Dataset records about object locations:
— Start —
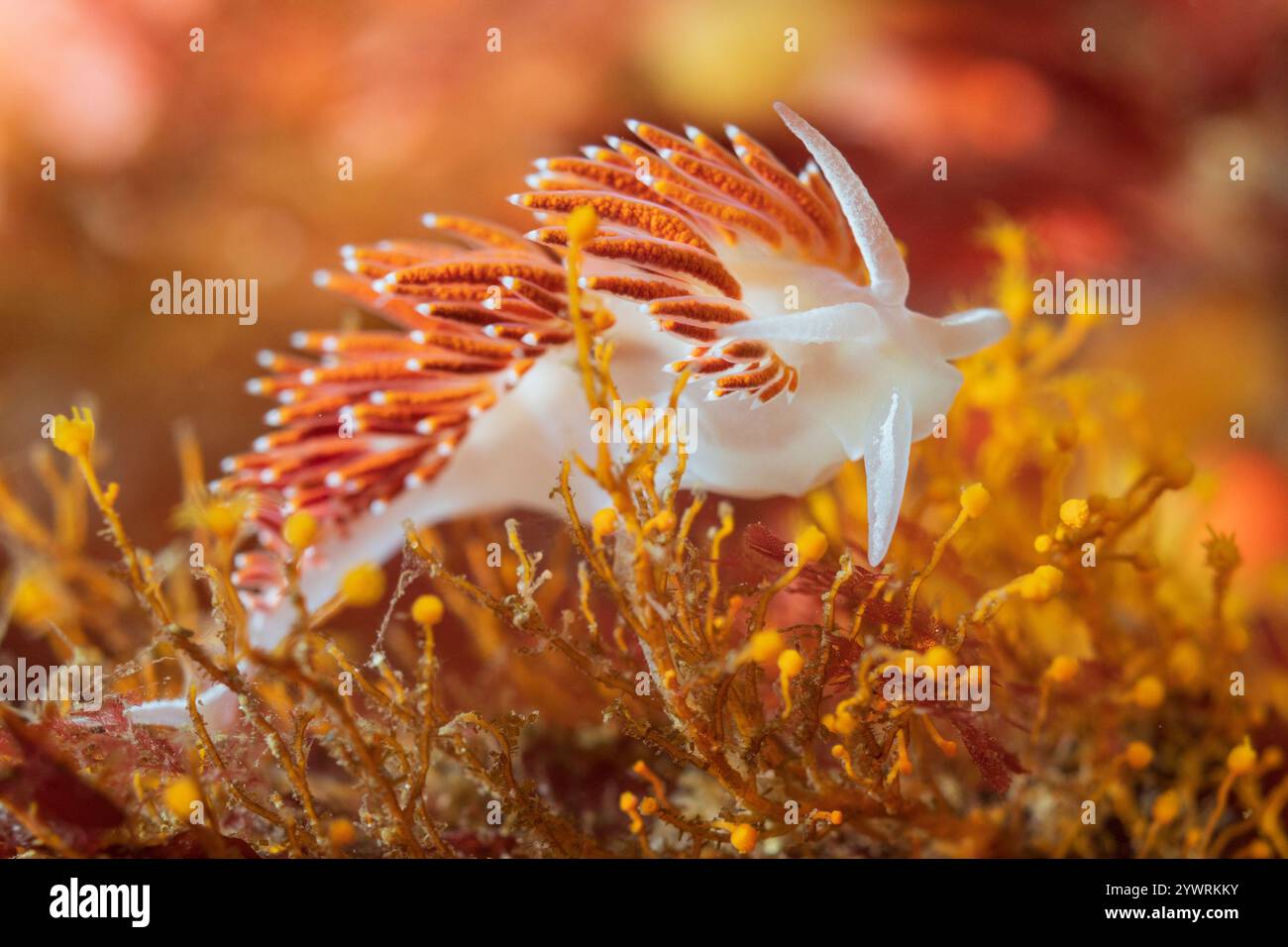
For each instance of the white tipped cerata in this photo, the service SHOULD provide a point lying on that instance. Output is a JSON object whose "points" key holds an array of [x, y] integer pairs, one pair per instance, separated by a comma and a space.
{"points": [[785, 289]]}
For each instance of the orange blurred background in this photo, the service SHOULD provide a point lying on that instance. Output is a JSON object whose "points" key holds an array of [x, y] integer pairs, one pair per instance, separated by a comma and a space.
{"points": [[224, 163]]}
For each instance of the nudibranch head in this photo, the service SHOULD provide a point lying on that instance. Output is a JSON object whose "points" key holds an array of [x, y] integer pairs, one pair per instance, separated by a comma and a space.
{"points": [[784, 289]]}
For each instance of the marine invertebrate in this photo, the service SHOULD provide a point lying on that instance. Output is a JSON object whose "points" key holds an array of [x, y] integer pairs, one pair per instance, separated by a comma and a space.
{"points": [[717, 248], [747, 711]]}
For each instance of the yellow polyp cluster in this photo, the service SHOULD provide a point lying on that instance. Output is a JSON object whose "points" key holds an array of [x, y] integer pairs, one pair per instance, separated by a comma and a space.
{"points": [[1041, 583], [1074, 513], [179, 795], [364, 585], [75, 436], [426, 611], [299, 530]]}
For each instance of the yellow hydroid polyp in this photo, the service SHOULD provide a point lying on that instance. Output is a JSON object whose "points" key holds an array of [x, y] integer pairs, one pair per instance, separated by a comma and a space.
— End —
→ **Problem**
Without the pictures, extract every entry verbatim.

→ **Output of the exercise**
For each instance of the white tipped cerata in this photo, the service SHOULD provide a point lying on that instance. Output is a JSON object whose "points" key holds an array of [x, y] integer pairs, one pair per instance, separated by a comma and a space.
{"points": [[785, 289]]}
For each instance of the orange blurred background in this photo, the service SHOULD provide a point lying on that instance. Output is a JSON object whose "points" key holds an array of [x, y] integer pairs, one pair per instance, separated by a comma and a space.
{"points": [[224, 163]]}
For each instance of the nudibranch head in this photo, the service SHOULD provide a point lying on that instance. Output is a JSON object whose "points" key holds an array of [x, y] integer pairs, one pair per instance, separated by a comma and a space.
{"points": [[784, 289]]}
For each instance of the marine invertebrate in this photo, the service SHOULD provide a point lying on that instance. Output is a JSON object whose "points" key holds an array of [x, y] integer pairs, one pair per instance, separated by a comma and a space.
{"points": [[717, 248], [747, 711]]}
For each instance of the yellow polyp cluster in this photo, the service SHOULD provide a point lying on that instance. Output is a JSON object whose "points" key holds an array of [x, y] integer pairs, one pair per instance, separated by a comma and a space.
{"points": [[1041, 583], [1074, 513], [179, 795], [364, 585], [75, 436], [426, 611], [299, 530]]}
For each instance of the yellow hydroid polyp in this photo, the service SHOULD provide a point lying on that instance. Output is a JSON object whose "points" key holds an array of [x, y] integer pairs, one pair per instance, separated by a comma and a space.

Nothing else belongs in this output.